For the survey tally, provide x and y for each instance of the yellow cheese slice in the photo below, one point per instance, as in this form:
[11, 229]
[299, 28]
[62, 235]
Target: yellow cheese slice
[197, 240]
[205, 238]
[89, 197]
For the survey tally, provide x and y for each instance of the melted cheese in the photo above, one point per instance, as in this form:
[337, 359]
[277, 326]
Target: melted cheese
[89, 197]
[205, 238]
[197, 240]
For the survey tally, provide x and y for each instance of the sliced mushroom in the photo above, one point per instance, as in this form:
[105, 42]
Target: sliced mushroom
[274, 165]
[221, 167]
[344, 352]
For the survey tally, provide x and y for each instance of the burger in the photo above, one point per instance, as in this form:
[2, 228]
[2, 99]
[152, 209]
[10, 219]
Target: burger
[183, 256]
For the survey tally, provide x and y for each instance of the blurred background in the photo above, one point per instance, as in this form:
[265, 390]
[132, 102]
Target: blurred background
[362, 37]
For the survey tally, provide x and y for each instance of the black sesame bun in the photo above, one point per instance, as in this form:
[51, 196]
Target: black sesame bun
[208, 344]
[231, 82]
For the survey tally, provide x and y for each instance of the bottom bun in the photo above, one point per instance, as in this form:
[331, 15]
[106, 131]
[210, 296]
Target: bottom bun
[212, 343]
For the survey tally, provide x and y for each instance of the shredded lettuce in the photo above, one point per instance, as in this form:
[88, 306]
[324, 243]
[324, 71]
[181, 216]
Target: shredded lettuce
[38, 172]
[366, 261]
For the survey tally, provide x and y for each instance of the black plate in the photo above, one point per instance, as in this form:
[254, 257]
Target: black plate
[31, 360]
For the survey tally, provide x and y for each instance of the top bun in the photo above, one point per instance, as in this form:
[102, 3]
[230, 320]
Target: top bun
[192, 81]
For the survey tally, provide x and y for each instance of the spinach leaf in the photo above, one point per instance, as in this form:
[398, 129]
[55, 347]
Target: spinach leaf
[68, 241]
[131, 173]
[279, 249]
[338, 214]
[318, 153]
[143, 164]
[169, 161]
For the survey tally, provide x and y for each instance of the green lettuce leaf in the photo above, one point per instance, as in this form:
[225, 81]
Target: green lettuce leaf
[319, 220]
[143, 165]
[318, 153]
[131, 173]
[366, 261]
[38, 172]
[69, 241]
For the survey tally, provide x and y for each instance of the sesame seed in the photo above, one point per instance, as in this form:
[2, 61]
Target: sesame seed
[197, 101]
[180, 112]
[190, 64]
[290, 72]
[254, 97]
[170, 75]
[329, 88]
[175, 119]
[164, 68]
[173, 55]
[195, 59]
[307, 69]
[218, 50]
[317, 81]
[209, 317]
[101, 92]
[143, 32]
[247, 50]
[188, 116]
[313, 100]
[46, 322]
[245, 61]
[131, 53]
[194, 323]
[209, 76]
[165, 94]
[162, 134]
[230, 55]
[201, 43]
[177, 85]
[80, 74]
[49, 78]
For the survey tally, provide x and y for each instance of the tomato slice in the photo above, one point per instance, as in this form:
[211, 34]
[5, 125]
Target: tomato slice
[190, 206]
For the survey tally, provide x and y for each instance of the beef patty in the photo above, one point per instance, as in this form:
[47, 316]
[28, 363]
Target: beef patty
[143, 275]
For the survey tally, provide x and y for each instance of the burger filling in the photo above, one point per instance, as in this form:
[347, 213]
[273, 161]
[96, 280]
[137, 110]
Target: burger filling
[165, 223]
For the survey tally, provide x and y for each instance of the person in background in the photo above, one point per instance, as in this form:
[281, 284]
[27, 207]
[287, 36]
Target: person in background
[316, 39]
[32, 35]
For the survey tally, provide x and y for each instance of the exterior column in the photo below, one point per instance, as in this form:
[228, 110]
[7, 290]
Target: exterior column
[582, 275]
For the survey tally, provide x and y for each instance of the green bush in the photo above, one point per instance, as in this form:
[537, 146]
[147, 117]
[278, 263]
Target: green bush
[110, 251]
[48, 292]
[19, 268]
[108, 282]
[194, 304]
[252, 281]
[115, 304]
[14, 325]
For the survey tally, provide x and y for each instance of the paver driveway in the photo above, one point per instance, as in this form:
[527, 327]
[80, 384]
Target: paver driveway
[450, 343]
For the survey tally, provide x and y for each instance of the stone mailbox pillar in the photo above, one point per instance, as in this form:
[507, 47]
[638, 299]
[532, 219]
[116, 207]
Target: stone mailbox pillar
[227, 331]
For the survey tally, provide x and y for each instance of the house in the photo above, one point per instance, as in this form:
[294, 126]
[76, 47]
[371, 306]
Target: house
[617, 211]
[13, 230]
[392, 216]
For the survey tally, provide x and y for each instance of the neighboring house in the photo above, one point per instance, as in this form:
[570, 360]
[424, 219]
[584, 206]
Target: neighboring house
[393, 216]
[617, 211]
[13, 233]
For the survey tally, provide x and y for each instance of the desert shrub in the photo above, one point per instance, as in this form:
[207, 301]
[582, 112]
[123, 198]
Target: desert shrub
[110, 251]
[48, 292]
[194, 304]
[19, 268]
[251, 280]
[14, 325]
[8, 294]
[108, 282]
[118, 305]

• PROBLEM DESCRIPTION: Write all of the records out again exactly.

• WRITTEN RESPONSE:
For the survey tally, provide x and y for each instance of the yellow cheese slice in the photo below, one point per instance, as in this form:
[11, 229]
[299, 28]
[62, 235]
Target: yellow cheese slice
[197, 240]
[205, 238]
[89, 197]
For the survey tally, provide x and y for each instance of the melted cheese in the photo above, one point per instance, as in this form:
[337, 359]
[277, 326]
Target: melted cheese
[89, 197]
[205, 238]
[197, 240]
For the survey tally, provide x and y for each instance of the sliced mushroom in the photo above, one point per instance, as in this form:
[105, 42]
Target: sliced mushroom
[274, 165]
[221, 167]
[344, 352]
For the survey tally, provide x and y for each instance of the burger in the photo above, one point per instance, as in this form:
[2, 228]
[2, 99]
[152, 209]
[10, 219]
Target: burger
[183, 256]
For the survey tally, provide x and y for each instance of the blurred background in the photo above, one point per instance, as in this form:
[265, 390]
[132, 102]
Target: blurred background
[362, 37]
For the survey tally, provide x and y for each instance of the black sesame bun in the photo above, one point per instance, as in this form:
[51, 196]
Target: black sesame bun
[208, 344]
[231, 82]
For the survey tally, provide x and y for each instance of the bottom bun in the photo above, one point per instance, as in this form:
[331, 15]
[106, 131]
[210, 296]
Target: bottom bun
[212, 343]
For the survey tally, provide x and y for each instance of the shredded lettuce in the photo above, one point per instance, as in this form:
[88, 306]
[324, 243]
[324, 71]
[181, 216]
Target: shredded lettuce
[38, 172]
[366, 261]
For the survey tally, provide x and y for each instance of the black plate in the photo above, one point per instance, as in this form:
[254, 257]
Target: black plate
[31, 360]
For the survey tally, provide x and y for each instance of the top bun in the photo above, one point per instance, as in this form:
[102, 3]
[230, 320]
Target: top bun
[192, 81]
For the survey tally, provide x and y for each instance of the spinach leaf in the photo above, one point per instance, as in this form:
[398, 129]
[55, 347]
Target: spinach leaf
[68, 241]
[131, 173]
[279, 249]
[338, 214]
[318, 153]
[143, 164]
[169, 161]
For the survey tally, provide x and y for each instance of the green lettuce leaf in the photo above, one point per instance, as in this form:
[225, 81]
Target: green lettuce leaf
[319, 220]
[143, 165]
[318, 153]
[131, 173]
[366, 261]
[38, 172]
[69, 241]
For the survey tally, provide x and y for each instance of the sesame seed in the photo above, one point per instance, as in this form:
[2, 61]
Target: sesame seed
[197, 101]
[180, 112]
[190, 64]
[290, 72]
[254, 97]
[170, 75]
[329, 88]
[175, 119]
[164, 68]
[173, 55]
[195, 59]
[307, 69]
[218, 50]
[317, 81]
[209, 317]
[101, 92]
[143, 32]
[247, 50]
[188, 116]
[313, 100]
[46, 322]
[245, 61]
[131, 53]
[194, 323]
[209, 76]
[165, 94]
[162, 134]
[230, 55]
[201, 43]
[177, 85]
[80, 74]
[49, 78]
For the survey tally, provide x and y for each instance of the tomato slice in the photo above, one point per instance, as in this form:
[211, 34]
[5, 125]
Target: tomato slice
[190, 206]
For the survey tally, provide x and y for each instance of the beef patty in the photo above, one point per instance, as in this form:
[47, 316]
[28, 363]
Target: beef patty
[143, 275]
For the survey tally, provide x and y for each instance of the burger filling in the photo above, one point per instance, as in this form:
[347, 213]
[273, 161]
[96, 280]
[137, 110]
Target: burger filling
[165, 223]
For the survey tally, provide x and y for each instance of the person in background in the photo above, one point per instance, as in this form:
[281, 284]
[27, 207]
[287, 36]
Target: person in background
[316, 39]
[32, 35]
For the survey tally, provide x and y for each instance of the exterior column in the photo below, one point per instance, as in this form:
[228, 110]
[7, 290]
Target: exterior column
[582, 275]
For the survey tally, provide x and y for each instance of the green bush in the photo above, one point per instance, as in this form:
[537, 146]
[147, 117]
[278, 263]
Target: green bush
[110, 251]
[48, 292]
[19, 268]
[108, 282]
[194, 304]
[252, 281]
[115, 304]
[14, 325]
For the survey tally, provide x and y for each instance of the paver driveway in the photo above, one point per instance, as in this form:
[527, 327]
[80, 384]
Target: paver driveway
[450, 343]
For the survey tally, provide x and y for each instance of the stone mailbox pillar in the photo above, one point per instance, as in this form:
[507, 47]
[638, 299]
[532, 219]
[116, 207]
Target: stone mailbox pillar
[227, 331]
For the survey tally, provide x and y for each instance of the house in the photo above, one point per instance, as in this form:
[294, 126]
[76, 47]
[371, 306]
Target: house
[617, 211]
[13, 230]
[392, 216]
For the survey tally, provide x and y for each instance of the neighboring house in the photo above, one point per instance, as in this form:
[570, 360]
[424, 219]
[584, 206]
Target: neighboring house
[393, 216]
[617, 211]
[13, 233]
For the survey tally, provide x and y for each instance of the desert shrub in the photo above, one point per instance, as in this form:
[207, 301]
[582, 112]
[123, 198]
Target: desert shrub
[110, 251]
[48, 292]
[194, 304]
[19, 268]
[251, 280]
[14, 325]
[8, 294]
[108, 282]
[118, 305]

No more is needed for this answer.